**What this exercise asks**
• a. Quote the text on hurling in Buenos Aires from "As such, hurling" up to and including "Baoghail and Wanderers.".
• b. Swap "shoreline" for "coastline" in the listing, from the line with "task: trace the outline of the distant" up to and including the last line of the listing, leaving everything else unchanged. Give only those lines.

The Buenos Aires Hurling Club was officially established in the wake of this match, with James Patrick Harte of County Cork elected as its first president. The club immediately became a legitimate member of the GAA, making history as the first club of its kind in South America. Games soon began to be played regularly at weekends, and were even reported on in the Argentine daily newspaper, La Nacion. Some of the clubs that played hurling during the early days of the new Argentine Federation of Hurling were: Buenos Aires Hurling Club, Mercedes, Wanderers, Bearna Baoghail, La Plata Gaels, Almirante Brown Capilla Boys, Saint Patrick’s Alumni, Saint Patrick’s Mercedes, Fahy Boys, St. Pauls, Irish Argentines, Juniors, New Lads, Santos Lugares, Club Nacional and Belgrano.
There was a strong influence from the Catholic Church and many teams had in their ranks priests or students of the Pallotine or Passionist religious orders, who had either come from Ireland or were of Irish- Argentine descent. In the early part of the 20th century, the predominant religion in Buenos Aires among the business classes was Protestantism. Irish immigrants and those involved in the establishment of Irish sporting and social clubs subsequently used organisations such as hurling clubs as a way of preserving their Catholic identity in a social and commercial milieu which was dominated by Protestantism.
As such, hurling primarily appealed to middle and working-class Irish immigrants rather than the landed Irish-Argentines who owned large tracts of land in the pampas regions of the country. The flourishing popularity of the sport was temporarily halted by the first World War – which put a stop to the importation of hurleys – but this soon resumed in earnest after the war and hurling began to experience a revival. In August 1920, Miguel Ballesty (1876-1950) of Salto, the son of County Westmeath immigrants, called together a meeting of delegates from the four most prominent hurling clubs in the country: Buenos Aires Hurling Club, Mercedes, Bearna Baoghail and Wanderers.
As a result of this meeting, a commission was set up (which subsequently became the Argentine Federation of Hurling) whose responsibility was to research the availability of a playing space dedicated to the sport of hurling, thereby guaranteeing the long-term future of the sport. The first committee was formed by Miguel Ballesty (president); S. Farrell (secretary); Jack Dowling (treasurer); J. Clinton, P. Murtagh, P.J. O’Reilly, E. Ennis and M. Kennedy (committee members). The journey towards securing a long-term home for the sport was to prove a tortuous one. Finances were limited and it proved extremely difficult to find a location that was easily accessible to all by public transport. At first, the committee rented out existing sports grounds such as the one at Alberdi in the district of Boedo, the grounds of Club Singer.

**Records**
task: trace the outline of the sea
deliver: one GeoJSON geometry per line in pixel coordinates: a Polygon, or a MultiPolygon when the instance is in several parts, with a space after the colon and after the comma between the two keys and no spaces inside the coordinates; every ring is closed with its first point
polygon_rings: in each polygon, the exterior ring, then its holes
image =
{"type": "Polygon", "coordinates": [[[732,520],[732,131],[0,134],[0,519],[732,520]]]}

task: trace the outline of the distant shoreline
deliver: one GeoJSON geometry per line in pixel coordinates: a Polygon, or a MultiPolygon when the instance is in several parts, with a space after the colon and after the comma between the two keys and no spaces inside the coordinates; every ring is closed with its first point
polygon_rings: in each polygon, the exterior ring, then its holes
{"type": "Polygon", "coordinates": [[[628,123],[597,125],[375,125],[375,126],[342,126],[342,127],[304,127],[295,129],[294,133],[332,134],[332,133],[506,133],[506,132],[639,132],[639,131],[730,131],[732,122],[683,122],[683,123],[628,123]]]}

**Task-by-task results**
• a.
As such, hurling primarily appealed to middle and working-class Irish immigrants rather than the landed Irish-Argentines who owned large tracts of land in the pampas regions of the country. The flourishing popularity of the sport was temporarily halted by the first World War – which put a stop to the importation of hurleys – but this soon resumed in earnest after the war and hurling began to experience a revival. In August 1920, Miguel Ballesty (1876-1950) of Salto, the son of County Westmeath immigrants, called together a meeting of delegates from the four most prominent hurling clubs in the country: Buenos Aires Hurling Club, Mercedes, Bearna Baoghail and Wanderers.

• b.
task: trace the outline of the distant coastline
deliver: one GeoJSON geometry per line in pixel coordinates: a Polygon, or a MultiPolygon when the instance is in several parts, with a space after the colon and after the comma between the two keys and no spaces inside the coordinates; every ring is closed with its first point
polygon_rings: in each polygon, the exterior ring, then its holes
{"type": "Polygon", "coordinates": [[[628,123],[597,125],[375,125],[375,126],[342,126],[342,127],[304,127],[295,129],[294,133],[332,134],[332,133],[506,133],[506,132],[639,132],[639,131],[730,131],[732,122],[683,122],[683,123],[628,123]]]}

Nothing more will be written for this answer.